- STORED ROWS
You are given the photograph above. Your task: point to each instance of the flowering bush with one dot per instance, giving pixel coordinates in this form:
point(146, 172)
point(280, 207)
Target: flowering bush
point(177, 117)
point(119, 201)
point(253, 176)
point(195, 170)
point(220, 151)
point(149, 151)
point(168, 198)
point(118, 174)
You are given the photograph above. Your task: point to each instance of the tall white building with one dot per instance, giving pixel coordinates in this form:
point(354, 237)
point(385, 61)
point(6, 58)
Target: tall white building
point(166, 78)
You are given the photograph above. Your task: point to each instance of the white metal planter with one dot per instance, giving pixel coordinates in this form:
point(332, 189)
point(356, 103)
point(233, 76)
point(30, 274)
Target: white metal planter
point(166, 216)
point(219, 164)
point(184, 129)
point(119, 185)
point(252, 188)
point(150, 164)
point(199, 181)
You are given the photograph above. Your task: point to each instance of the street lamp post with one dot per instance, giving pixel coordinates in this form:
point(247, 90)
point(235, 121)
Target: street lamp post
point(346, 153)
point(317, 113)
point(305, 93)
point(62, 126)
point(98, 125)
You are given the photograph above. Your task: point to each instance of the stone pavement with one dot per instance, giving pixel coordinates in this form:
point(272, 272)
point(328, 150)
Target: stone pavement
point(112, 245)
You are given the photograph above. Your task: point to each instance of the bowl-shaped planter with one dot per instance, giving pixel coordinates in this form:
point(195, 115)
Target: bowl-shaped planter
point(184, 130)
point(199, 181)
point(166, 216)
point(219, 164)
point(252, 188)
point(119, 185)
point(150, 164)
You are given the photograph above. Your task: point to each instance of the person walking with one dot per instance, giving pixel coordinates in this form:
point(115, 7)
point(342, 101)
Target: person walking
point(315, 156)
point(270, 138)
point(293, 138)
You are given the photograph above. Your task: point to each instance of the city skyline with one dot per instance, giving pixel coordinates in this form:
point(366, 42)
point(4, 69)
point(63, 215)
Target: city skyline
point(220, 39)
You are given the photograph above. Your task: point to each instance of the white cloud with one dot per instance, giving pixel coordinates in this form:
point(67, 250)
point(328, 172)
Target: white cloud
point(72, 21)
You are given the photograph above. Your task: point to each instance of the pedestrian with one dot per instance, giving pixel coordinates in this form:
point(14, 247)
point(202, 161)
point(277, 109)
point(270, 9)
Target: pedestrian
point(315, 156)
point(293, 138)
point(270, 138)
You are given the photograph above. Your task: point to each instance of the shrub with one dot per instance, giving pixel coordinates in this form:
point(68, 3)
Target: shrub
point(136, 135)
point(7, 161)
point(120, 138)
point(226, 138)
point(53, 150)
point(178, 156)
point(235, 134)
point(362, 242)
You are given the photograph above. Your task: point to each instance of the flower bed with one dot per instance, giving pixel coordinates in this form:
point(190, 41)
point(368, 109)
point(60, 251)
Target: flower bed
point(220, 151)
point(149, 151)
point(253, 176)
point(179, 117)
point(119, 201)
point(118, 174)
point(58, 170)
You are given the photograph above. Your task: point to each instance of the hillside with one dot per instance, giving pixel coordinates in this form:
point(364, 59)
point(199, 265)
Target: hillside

- DIRECTIONS
Copy every one of the records above word for word, keeping each line in its original order.

- SOLUTION TO THE EXERCISE
You are given the photograph above. Your task: point to each instance of the flowering bush with one dot per instance, giving pixel coordinates in this form:
point(146, 172)
point(280, 207)
Target: flowering bush
point(177, 117)
point(119, 201)
point(253, 176)
point(195, 170)
point(220, 151)
point(149, 151)
point(168, 198)
point(118, 174)
You are given the photograph above. Your task: point to each instance of the tall white building with one dot per instance, giving pixel coordinates in this form:
point(354, 237)
point(385, 61)
point(6, 58)
Target: tall white building
point(166, 78)
You are given the photograph above. Your task: point to each instance of the white metal planter with one dot per instance, giving pixel coordinates in this form:
point(332, 189)
point(356, 103)
point(233, 76)
point(30, 274)
Target: white metal planter
point(166, 216)
point(219, 164)
point(184, 129)
point(119, 185)
point(252, 188)
point(150, 164)
point(199, 181)
You are given the photograph above. Your task: point to each instance of the street lamp post with one dot per instance, giving pixel coordinates in this form:
point(247, 90)
point(235, 121)
Target: street lamp post
point(346, 153)
point(317, 113)
point(305, 93)
point(62, 126)
point(98, 125)
You are given the photograph above. Your task: point to each instance of the stone pavement with one dot per instance, giving pixel coordinates in this form:
point(272, 272)
point(328, 150)
Target: stone pavement
point(112, 245)
You are given the photograph above. Your task: point to each instance of the bowl-shaped planter with one dot per instance, giving pixel coordinates in this form:
point(195, 115)
Target: bowl-shaped planter
point(184, 130)
point(199, 181)
point(166, 216)
point(219, 164)
point(252, 188)
point(119, 185)
point(150, 164)
You are given the photograph above. Your task: point to each instance of the person walking with one dot per instance, giving pixel coordinates in this form:
point(115, 7)
point(342, 101)
Target: person walking
point(315, 156)
point(270, 138)
point(293, 138)
You are given the photograph above. Your task: point to each instance of the city skyline with one dot per instance, giving pixel coordinates in this form:
point(366, 42)
point(4, 69)
point(63, 215)
Target: city skyline
point(220, 39)
You are given the photograph above. Your task: point to each instance of the white cloud with one dot per instance, giving pixel coordinates in this form:
point(67, 250)
point(328, 172)
Target: white cloud
point(72, 21)
You are given the photograph above. Your task: point to each instance of the pedestrian with one dot per instance, giving pixel coordinates in this form:
point(14, 247)
point(202, 161)
point(277, 109)
point(270, 9)
Target: pedestrian
point(315, 156)
point(293, 138)
point(270, 138)
You are given the photograph above. Your task: point to each instance of the shrub with one dot per instance, giving pixel coordinates in this form:
point(68, 3)
Target: shrub
point(136, 135)
point(7, 161)
point(120, 138)
point(226, 138)
point(53, 150)
point(178, 156)
point(235, 134)
point(362, 242)
You are given the photograph above. Your task: point to each instance of the flower bed with one dot per instance, giving pixel coordinates in this form:
point(190, 41)
point(368, 109)
point(60, 251)
Target: flower bed
point(220, 151)
point(149, 151)
point(253, 176)
point(179, 117)
point(119, 201)
point(118, 174)
point(58, 170)
You are given the photograph above. Your task: point to each instance of the hillside with one dot per instance, giving pixel coordinates in this form:
point(364, 59)
point(199, 265)
Target: hillside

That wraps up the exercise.